▸ LISTED ENTRIES
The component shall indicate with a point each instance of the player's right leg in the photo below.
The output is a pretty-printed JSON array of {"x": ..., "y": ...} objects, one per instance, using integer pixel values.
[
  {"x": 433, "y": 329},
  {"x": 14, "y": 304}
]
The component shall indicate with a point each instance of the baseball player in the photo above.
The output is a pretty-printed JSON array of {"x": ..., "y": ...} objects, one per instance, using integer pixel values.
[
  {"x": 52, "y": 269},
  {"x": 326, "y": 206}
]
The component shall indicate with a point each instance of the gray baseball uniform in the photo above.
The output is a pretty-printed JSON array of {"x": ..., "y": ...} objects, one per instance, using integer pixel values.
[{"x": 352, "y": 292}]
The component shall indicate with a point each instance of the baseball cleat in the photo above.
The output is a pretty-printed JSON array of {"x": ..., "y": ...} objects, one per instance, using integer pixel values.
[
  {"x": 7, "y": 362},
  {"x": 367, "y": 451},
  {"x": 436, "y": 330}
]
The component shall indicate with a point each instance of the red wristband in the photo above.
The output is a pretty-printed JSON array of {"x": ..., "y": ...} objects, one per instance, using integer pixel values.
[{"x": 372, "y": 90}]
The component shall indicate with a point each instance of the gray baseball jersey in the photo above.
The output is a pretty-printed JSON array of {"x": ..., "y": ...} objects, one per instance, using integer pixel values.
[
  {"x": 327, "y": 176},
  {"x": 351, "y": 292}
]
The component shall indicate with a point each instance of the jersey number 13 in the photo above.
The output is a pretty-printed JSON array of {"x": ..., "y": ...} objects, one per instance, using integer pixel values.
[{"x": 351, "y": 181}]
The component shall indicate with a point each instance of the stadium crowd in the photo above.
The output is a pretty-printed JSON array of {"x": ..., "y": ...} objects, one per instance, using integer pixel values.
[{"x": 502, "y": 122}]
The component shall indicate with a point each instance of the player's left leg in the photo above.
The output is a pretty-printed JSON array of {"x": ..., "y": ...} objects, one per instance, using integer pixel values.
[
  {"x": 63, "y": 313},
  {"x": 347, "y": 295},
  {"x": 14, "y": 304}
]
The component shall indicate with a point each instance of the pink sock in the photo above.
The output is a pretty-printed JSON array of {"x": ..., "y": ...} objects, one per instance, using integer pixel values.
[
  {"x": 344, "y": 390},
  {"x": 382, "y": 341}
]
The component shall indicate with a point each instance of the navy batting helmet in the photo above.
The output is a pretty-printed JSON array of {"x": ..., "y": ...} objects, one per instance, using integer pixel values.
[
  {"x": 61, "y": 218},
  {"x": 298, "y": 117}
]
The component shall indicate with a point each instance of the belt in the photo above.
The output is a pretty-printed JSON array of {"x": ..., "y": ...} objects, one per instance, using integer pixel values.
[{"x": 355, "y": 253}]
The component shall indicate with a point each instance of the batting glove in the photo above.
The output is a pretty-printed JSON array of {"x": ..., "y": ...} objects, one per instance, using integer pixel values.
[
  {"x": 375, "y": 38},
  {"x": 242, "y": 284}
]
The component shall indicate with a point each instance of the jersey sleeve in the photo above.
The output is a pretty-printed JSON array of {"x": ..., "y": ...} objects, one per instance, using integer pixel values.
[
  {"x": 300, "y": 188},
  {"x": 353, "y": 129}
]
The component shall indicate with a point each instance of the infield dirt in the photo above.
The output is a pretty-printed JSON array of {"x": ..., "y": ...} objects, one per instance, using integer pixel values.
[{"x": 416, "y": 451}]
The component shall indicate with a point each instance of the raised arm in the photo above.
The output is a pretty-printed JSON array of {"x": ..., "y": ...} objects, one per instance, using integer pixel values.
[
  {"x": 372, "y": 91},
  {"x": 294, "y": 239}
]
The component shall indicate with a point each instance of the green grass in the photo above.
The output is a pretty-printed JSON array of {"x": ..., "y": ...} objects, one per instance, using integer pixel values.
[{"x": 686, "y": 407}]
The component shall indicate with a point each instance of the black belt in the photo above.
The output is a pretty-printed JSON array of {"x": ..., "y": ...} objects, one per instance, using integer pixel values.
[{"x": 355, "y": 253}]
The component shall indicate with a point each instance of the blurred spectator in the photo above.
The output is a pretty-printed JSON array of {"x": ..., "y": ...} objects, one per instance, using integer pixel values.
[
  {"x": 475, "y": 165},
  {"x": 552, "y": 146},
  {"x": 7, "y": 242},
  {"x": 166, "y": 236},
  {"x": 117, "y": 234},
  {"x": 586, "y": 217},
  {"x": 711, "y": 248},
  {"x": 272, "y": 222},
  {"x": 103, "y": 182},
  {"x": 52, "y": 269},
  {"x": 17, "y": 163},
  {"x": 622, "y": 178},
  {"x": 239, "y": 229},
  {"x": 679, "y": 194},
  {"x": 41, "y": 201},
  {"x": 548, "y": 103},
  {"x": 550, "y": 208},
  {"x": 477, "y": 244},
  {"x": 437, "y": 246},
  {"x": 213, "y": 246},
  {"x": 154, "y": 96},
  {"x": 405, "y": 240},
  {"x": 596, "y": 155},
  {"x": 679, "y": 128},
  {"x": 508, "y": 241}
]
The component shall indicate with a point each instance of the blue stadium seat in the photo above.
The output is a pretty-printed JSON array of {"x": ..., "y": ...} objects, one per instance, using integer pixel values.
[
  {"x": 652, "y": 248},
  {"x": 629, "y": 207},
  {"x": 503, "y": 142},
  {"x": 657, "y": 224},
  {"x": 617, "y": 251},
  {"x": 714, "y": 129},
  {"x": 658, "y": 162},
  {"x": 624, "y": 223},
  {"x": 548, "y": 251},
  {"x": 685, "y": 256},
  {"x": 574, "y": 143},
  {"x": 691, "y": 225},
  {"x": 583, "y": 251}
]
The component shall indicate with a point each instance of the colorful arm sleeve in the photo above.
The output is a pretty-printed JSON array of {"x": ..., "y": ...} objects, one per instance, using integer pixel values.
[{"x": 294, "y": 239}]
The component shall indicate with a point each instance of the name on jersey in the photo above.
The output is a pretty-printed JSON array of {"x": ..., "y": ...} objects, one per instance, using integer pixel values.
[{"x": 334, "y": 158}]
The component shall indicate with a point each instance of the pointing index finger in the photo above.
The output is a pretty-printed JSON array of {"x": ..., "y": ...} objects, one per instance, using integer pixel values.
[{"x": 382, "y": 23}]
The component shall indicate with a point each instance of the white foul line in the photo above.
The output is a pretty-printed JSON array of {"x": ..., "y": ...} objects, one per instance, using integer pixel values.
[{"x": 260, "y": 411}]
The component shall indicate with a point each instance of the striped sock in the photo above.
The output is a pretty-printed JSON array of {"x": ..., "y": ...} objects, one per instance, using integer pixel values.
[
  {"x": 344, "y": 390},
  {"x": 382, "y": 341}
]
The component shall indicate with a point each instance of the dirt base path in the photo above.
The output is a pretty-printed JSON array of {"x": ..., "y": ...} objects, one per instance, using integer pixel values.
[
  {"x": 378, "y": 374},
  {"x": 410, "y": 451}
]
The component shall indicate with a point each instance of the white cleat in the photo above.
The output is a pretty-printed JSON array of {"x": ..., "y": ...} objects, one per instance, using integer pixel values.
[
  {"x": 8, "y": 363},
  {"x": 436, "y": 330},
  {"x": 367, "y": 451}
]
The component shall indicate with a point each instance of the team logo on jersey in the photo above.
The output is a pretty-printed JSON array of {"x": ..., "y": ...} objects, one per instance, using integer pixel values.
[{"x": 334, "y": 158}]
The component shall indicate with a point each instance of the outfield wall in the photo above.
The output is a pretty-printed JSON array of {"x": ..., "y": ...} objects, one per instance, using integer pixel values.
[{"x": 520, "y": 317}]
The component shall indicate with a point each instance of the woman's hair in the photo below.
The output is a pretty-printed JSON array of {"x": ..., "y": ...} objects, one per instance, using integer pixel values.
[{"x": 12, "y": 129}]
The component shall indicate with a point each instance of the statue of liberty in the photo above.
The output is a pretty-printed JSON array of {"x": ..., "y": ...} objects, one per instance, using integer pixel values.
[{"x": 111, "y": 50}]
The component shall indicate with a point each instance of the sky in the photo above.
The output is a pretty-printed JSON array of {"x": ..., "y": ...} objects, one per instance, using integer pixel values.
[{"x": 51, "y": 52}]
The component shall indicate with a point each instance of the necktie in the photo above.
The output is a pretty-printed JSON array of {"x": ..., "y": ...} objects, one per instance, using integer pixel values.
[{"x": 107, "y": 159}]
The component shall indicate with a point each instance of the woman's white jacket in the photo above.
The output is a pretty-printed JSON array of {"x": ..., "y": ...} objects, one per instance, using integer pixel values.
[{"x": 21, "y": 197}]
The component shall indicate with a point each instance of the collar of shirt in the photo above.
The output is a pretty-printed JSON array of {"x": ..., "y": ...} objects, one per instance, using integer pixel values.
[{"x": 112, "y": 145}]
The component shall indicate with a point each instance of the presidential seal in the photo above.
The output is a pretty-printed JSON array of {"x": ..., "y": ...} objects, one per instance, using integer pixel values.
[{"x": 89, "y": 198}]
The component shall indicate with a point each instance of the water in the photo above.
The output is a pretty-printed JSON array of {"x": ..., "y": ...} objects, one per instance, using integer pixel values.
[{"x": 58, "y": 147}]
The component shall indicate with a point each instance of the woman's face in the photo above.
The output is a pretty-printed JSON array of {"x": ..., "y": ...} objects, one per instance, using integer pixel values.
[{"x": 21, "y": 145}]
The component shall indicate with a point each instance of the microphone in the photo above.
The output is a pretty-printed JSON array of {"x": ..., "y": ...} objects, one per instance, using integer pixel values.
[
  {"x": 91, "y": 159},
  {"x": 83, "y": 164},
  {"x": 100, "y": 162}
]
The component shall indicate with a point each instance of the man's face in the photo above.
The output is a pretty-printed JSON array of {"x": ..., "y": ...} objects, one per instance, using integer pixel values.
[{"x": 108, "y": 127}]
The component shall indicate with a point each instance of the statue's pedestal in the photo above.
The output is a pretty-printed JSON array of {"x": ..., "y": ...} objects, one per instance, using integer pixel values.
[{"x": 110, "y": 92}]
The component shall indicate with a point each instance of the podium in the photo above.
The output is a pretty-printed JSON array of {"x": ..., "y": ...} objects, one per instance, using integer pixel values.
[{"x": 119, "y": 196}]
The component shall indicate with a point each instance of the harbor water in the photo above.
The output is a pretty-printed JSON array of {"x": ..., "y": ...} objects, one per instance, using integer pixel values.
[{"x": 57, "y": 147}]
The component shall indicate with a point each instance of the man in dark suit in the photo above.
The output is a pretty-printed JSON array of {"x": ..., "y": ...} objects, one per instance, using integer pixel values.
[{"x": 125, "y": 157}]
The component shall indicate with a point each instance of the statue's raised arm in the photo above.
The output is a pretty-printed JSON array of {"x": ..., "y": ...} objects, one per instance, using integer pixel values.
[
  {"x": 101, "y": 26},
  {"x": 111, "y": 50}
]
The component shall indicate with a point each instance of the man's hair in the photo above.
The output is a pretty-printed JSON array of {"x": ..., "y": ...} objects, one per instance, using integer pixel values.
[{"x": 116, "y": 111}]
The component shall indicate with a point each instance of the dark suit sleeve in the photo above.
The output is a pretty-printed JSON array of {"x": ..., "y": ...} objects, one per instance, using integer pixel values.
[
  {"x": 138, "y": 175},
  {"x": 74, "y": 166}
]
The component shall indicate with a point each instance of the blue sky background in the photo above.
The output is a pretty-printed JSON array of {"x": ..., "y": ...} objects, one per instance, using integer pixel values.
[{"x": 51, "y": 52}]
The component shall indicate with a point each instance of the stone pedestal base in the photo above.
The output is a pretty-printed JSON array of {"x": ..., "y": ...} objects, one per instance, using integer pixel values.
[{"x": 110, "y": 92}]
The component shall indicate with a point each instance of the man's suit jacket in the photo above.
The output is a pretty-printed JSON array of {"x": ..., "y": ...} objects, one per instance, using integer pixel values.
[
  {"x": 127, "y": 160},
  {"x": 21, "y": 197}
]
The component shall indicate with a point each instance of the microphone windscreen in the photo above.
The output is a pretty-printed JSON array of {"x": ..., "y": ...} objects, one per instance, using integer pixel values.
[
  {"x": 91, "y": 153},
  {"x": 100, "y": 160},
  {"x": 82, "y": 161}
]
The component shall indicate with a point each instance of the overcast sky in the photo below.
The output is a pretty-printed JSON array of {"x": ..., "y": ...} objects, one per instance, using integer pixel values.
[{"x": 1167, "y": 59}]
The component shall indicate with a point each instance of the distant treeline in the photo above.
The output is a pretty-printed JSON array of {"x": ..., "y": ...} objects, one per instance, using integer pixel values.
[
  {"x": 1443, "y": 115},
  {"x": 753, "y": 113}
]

▸ ABOUT THIS TASK
Wherever a line of the listing above contains the string "raised", copy that line.

▸ FINISHED EXERCISE
The component shall indicate with a point each instance of the raised arm in the photo above.
The component shall indicate with a point each instance of the statue's raised arm in the photo above.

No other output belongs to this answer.